Thursday, 7 March 2024

Gallup.

I’m a sucker for old English churches, villages and folklore. I’m also in love with the Old West and the technology that allows me to explore it from home. In a previous book, Phage,  I became an expert in navigating myself around Phoenix and the surrounding mountains via Google Earth to the extent I wanted to go there and drop in to two or three of its more interesting bars. 

Gallup New Mexico is currently exerting a similar hold and for the same reason, a book—tentatively named Final Battle— that will hopefully surface in two years’ time. Set some time in the 2030’s, it features John Grey and Elizabeth McBride, first seen in the Gift Trilogy. Along with Elizabeth’s dark sister, Elsie they are characters too good to waste, and as Adepts with abnormal lifespans they allow me considerable scope to play with time.

■ **DATASET ENTRIES**

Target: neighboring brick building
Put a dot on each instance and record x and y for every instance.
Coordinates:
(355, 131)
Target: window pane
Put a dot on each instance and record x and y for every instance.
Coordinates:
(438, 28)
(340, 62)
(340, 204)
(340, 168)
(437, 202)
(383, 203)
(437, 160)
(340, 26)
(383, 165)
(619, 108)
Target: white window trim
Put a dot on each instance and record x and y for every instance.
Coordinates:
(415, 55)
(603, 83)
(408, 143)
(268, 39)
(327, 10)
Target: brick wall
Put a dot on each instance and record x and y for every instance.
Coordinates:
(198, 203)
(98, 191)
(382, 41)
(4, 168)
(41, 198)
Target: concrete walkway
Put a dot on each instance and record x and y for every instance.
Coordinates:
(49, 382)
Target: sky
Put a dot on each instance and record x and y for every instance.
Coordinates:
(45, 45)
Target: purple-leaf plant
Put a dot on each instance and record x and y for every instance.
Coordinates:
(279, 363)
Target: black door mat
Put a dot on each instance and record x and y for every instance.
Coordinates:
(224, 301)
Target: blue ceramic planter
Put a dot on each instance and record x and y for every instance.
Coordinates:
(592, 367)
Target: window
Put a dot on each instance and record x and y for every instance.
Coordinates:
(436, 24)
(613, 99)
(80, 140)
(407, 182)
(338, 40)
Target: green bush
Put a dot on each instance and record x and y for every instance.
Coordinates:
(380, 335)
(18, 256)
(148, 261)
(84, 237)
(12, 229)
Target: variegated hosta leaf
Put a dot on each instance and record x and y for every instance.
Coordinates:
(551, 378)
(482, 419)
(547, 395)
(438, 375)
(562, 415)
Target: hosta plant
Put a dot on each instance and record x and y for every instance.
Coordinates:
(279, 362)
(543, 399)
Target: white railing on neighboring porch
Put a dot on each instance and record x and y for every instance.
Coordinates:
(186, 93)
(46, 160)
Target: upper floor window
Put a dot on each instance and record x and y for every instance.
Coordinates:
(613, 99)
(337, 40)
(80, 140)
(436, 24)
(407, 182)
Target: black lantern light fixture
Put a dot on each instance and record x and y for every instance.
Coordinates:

■ **WORK INSTRUCTIONS**
A – In the Gallup post, what is the tentative title of the new book?
B – Write out the Gallup post from "I’m a sucker" to "more interesting bars.".

■ **RESULTS FOR EACH TASK**
A – Final Battle

B –
I’m a sucker for old English churches, villages and folklore. I’m also in love with the Old West and the technology that allows me to explore it from home. In a previous book, Phage,  I became an expert in navigating myself around Phoenix and the surrounding mountains via Google Earth to the extent I wanted to go there and drop in to two or three of its more interesting bars.